## TEXT PASSAGE
Travelers Insurance Company v. Anderson, 210 F. Supp. 735 (W.D.S.C. 1962)
November 28, 1962
E. H. ANDERSON, Defendant.
United States District Court W. D. South Carolina, Rock Hill Division.
*736 Thomas B. Butler, L. Paul Barnes, Spartanburg, S. C., for plaintiff.
Hayes & Hayes, Billy D. Hayes, Rock Hill, S. C., James P. Mozingo, III, Darlington, S. C., John C. West (Murchison, West & Marshall), Camden, S. C., for defendant.
WYCHE, District Judge.
Plaintiff brings this action for a declaratory judgment seeking a determination that it has no obligation to the defendant by reason of the application of William Henry Taylor for a policy of accident or trip insurance. Taylor died following an automobile accident on September 30, 1961.
The defendant who was named as beneficiary in the application has filed an answer and counterclaim in which he seeks both actual and punitive damages from the plaintiff. Plaintiff has moved to dismiss the counterclaim, and failing in that, to strike certain parts thereof as well as certain parts of the answer.
Taylor, the deceased, on September 24, 1961, mailed to the plaintiff at its office in Columbia, South Carolina, an application for a policy of insurance, commonly known as "trip insurance". This application was received by the plaintiff at its office on the following day, September 25, 1961. The application was accompanied by a United States Money Order for $8.65, which was ten cents more than the required premium. In the space provided for the effective date of the policy, the original date was stricken out by typewriter and over it typed the date "9-27-61". Plaintiff contends that its employee Thelma Denny interpreted this date to be "9-21-61" instead of "9-27-61". However, an examination of the original application presented in court at the time of the argument shows that the date typed in is "9-27-61". Whether or not plaintiff's employee did so interpret the date and if so whether or not such was warranted are factual questions which need not be determined at this time.
The policy application was for the three day period beginning September 27, 1961, which means that Taylor's death on September 30, 1961, was within the period of the coverage applied for. Plaintiff alleges in the complaint that a policy was written dated September 21, 1961, "but not issued".
Defendant's amended answer and counterclaim sets forth the application and charges that the plaintiff negligently, wilfully, wantonly and fraudulently failed to issue the policy as requested in accordance with the application and failed to take any action to issue the policy or reject the application until after the death of the insured as hereinafter set forth.
The defendant further charges that after learning of Taylor's death, the plaintiff by a series of fraudulent acts, attempted to mislead and deceive the defendant and deprive him of the proceeds of the policy which were rightfully his. The specific acts of fraud charged included the writing of a policy for a period which was not only erroneous but which had in fact already expired. Other acts charged include the failure to mail the policy or attempt to refund the premium until after defendant's attorneys had made demand for the proceeds of the policy.

[Position annotation records]
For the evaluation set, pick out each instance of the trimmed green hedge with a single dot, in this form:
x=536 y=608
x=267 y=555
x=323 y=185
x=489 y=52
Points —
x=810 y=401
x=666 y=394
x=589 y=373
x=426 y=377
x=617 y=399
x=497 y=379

## GIVEN TASK 1
Echo the part of the court opinion that begins with the words containing "November 28, 1962" and ends with "C., for plaintiff.".
## GIVEN TASK 2
In the court opinion, what was the amount of the money order sent with Taylor's application?
## GIVEN TASK 3
Please go on with the court opinion from where it stops.
The rows have no connection to the court opinion.

## ANSWER 1
November 28, 1962
E. H. ANDERSON, Defendant.
United States District Court W. D. South Carolina, Rock Hill Division.
*736 Thomas B. Butler, L. Paul Barnes, Spartanburg, S. C., for plaintiff.

## ANSWER 2
$8.65

## ANSWER 3
Plaintiff's position is that it incurred no liability because no policy was issued. Defendant's contention is that the plaintiff is liable for the policy amount either on the theory of an implied acceptance because of inexcusable delay, or for negligence in failing to act promptly on Taylor's application. Defendant further contends that punitive damages should be awarded because of the fraudulent conduct and acts of the plaintiff.
Similar factual situations have been the subject of many prior decisions of our courts. Although the various courts are not unanimous in their holdings, the majority view is well established and *737 well reasoned. In his work Insurance Law and Practice, Mr. Appleman gives the majority rule and its reasoning, Volume 12, Section 7226, as follows: "The purpose and nature of life insurance contracts and duties which the insurer assumes under such contracts, and the manner in which such contracts are negotiated, impress such contracts and the relationship of the parties with characteristics unlike those incident to negotiations for contracts in ordinary commercial transactions, as respects liability of the insurer for failure to act promptly upon an application. The business of insurance is affected by public interest, the insurer being bound to furnish the indemnity which the state has authorized it to issue, or to decline to do so within such a reasonable time as will enable the applicant to act intelligently upon rejection. A claim based upon a promise to insure and failure to issue a policy is not based upon a contract of insurance; it is based rather upon the damages produced by the failure of the insurer to promptly perform the duty which the facts imposed upon it.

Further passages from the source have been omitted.